- 課題一覧:
1 - 米の高騰と入院食に関する記事から、算用数字を含む語句をすべて、出てくる順に書き出してください。
2 - 米の高騰と入院食に関する記事の続きを、最後の文の後から書いてください。

- 記事抜粋:
◆ ◆ ◆ ◆ ◆ ◆ ◆

米の高騰が家計を強く圧迫する中、農林水産省が備蓄米を約21万トン放出する方針が13日、明らかになった。さらに14日、備蓄米の放出に関する詳細を公表する予定となっている。米の値上がりで負担が増すばかりの状況に、入院食を提供している病院からは悲鳴が上がっている。
入院食費用の上限は法律で決まっているが…
「イット!」が訪ねた東京・西東京市の武蔵野徳洲会病院の調理室では、昼食の準備の真っ最中だった。

武蔵野徳洲会病院 栄養管理室・土屋輝幸副室長:
これで10kg炊き上げているので、患者さん50~60人分位のご飯です。こちらがおかゆです。こちらはちょうどご飯とおかゆの間くらいの固さの軟飯です。

用意する食事は入院患者約200人分。

患者に合わせ4種類の硬さのご飯を用意しているという。

◆ ◆ ◆ ◆ ◆ ◆ ◆

- 提示資料:
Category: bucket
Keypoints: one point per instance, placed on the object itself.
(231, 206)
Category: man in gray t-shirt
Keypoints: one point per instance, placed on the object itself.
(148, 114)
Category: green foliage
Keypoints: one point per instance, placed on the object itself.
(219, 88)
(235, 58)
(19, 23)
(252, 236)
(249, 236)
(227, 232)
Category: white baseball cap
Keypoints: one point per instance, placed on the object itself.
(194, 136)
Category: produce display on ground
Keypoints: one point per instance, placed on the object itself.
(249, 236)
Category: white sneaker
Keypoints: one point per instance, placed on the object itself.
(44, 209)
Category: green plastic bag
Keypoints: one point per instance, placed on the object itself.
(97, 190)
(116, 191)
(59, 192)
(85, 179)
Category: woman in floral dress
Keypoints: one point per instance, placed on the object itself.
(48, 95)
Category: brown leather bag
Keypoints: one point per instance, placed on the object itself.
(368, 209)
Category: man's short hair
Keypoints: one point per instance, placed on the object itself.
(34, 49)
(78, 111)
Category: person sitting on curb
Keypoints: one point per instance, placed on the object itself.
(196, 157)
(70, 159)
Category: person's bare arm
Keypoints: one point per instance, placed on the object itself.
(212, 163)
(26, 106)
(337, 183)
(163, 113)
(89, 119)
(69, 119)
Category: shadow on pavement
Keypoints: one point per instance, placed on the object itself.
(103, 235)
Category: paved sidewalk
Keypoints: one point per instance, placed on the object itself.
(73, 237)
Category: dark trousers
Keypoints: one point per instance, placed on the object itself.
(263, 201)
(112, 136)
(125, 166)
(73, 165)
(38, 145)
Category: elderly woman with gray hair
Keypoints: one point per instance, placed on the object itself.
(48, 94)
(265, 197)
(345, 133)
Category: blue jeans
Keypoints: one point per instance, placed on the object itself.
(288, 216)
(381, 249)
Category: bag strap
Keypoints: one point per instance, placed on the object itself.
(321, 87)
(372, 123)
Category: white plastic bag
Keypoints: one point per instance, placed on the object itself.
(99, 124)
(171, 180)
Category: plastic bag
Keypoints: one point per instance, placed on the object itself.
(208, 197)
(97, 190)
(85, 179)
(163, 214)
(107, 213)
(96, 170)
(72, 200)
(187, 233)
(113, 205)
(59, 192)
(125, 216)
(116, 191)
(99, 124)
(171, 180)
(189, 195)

◆ ◆ ◆ ◆ ◆ ◆ ◆

- 各課題の解答:
1 - 約21万トン、13日、14日、10kg、50~60人分、約200人分、4種類

2 -
1食に使う米の量は25kg。

患者に早く元気になってもらおうと、茨城県産のコシヒカリを使うようこだわっている。

2024年に1kgあたり200円も値上げされたが、安い米には変えられないという。
武蔵野徳洲会病院 栄養管理室・土屋輝幸副室長:
(患者が)お米がちょっと違うなと思ってしまうと、他の食事も召し上がれないとか、そんなこともある。きちんと召し上がっていただけないと、先生方も退院するとか転院させる時に躊躇する要因になる。

入院食費用の上限は法律で決まっていて、2024年に30円引き上げられ、現在は1食あたり670円。2025年4月にも20円引き上げられるが、米をはじめとする食材の高騰には追いつかない状況だという。
武蔵野徳洲会病院 栄養管理室・土屋輝幸副室長:
近年まれに見る物価高騰なので、いつ価格安定するのかヒヤヒヤしながら見ている。やはり、もうプラス100円とか200円上がらないと、今後のことを考えると追いつかないのかなと。
物価高が今後も続くとなれば、彩りで添えているパセリを減らしたり、栄養価に支障のない範囲で低価格の食材に変えることも検討しなければならないとしている。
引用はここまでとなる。